Reproduce only the lines of the material beginning at the line that contains "Can you spot the parked black" and stopping after the line that contains "x=24, y=214", requests included. Shift every x and y coordinate in the answers by -55.

——

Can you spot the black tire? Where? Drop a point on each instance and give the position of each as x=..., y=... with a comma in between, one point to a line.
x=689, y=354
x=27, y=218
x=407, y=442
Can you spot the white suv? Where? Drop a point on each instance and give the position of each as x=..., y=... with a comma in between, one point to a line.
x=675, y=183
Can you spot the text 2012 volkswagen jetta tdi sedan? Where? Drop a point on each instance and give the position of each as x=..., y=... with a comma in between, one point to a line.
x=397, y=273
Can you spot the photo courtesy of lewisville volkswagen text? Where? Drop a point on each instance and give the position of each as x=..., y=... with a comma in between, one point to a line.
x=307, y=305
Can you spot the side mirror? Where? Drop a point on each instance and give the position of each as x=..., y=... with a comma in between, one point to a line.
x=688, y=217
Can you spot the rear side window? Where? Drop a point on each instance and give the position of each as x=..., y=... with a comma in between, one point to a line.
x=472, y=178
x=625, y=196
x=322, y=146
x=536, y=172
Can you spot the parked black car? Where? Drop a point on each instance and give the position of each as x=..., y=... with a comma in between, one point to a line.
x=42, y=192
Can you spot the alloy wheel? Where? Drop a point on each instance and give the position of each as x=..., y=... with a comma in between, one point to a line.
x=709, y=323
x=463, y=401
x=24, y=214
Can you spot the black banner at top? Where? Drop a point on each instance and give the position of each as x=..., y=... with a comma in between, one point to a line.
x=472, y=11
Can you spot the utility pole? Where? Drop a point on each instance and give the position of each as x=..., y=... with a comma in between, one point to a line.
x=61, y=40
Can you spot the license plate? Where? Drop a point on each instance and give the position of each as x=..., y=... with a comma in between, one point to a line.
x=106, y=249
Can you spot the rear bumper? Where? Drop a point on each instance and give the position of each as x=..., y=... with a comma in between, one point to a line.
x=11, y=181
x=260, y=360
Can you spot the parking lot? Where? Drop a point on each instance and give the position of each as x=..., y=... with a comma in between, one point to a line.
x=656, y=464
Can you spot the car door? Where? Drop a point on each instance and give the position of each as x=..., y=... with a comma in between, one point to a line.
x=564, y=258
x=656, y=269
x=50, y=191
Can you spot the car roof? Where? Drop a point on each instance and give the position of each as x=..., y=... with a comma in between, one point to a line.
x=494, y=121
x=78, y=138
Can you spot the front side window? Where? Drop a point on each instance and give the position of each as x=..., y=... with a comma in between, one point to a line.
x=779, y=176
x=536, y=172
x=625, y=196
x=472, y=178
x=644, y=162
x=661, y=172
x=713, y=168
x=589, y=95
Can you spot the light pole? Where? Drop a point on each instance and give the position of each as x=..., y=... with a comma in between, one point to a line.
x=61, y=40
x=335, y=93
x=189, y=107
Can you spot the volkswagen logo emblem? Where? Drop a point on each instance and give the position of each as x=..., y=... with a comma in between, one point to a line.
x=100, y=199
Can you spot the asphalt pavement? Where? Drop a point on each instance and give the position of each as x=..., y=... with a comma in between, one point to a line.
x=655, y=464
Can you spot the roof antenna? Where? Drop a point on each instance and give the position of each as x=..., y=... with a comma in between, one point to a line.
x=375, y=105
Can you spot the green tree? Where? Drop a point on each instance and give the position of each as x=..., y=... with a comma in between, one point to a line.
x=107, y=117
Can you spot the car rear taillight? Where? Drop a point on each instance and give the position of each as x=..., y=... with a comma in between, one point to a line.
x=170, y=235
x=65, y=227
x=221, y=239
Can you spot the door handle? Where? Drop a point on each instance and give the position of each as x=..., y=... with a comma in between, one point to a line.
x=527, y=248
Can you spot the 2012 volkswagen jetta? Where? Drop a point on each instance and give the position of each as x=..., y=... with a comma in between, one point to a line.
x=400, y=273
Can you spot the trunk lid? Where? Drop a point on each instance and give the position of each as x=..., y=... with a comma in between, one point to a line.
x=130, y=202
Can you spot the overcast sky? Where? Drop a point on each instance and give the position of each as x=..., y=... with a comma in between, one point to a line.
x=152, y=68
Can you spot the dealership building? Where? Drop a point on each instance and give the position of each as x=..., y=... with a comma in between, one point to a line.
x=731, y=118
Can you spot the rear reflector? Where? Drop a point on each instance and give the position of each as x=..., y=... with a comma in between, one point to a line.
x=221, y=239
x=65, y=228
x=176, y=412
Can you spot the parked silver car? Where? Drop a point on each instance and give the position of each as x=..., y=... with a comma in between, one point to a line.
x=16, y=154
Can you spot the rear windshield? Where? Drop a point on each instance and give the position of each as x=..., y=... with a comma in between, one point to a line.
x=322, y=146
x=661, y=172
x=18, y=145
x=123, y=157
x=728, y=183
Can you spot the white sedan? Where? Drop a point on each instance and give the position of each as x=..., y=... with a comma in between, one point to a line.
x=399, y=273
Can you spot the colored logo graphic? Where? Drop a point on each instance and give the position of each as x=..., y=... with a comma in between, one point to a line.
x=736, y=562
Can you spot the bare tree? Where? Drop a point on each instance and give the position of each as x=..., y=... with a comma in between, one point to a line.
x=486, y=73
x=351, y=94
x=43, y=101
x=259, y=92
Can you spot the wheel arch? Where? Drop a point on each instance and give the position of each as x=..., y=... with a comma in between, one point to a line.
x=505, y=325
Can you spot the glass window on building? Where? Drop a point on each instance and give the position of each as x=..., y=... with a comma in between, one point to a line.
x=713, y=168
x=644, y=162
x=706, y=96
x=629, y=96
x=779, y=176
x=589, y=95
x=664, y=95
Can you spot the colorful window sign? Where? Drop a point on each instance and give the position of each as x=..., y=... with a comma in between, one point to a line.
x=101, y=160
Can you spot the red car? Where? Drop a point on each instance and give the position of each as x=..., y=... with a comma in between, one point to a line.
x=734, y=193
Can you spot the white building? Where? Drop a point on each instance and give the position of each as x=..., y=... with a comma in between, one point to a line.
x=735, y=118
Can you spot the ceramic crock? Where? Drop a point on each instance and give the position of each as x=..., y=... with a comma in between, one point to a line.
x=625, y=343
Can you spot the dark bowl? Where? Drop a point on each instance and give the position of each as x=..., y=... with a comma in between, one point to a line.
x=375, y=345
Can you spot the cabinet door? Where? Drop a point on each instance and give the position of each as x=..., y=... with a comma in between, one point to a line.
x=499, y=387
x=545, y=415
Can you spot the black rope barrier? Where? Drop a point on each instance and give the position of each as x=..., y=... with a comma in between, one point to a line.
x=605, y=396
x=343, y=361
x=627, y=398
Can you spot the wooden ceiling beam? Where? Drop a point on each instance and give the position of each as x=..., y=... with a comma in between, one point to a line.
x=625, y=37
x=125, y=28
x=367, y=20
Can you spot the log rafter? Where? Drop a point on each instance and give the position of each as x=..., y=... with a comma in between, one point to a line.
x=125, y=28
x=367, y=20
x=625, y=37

——

◆ PROBLEM SOLUTION
Can you spot the parked black car? Where? Drop a point on each instance and give the position of each as x=..., y=... with a comma in between, one point to a line.
x=-13, y=137
Can you spot the alloy wheel? Where? Drop a point on each instance and give the position of each as x=..., y=... with a comma in between, one point to a line.
x=654, y=268
x=408, y=346
x=-31, y=159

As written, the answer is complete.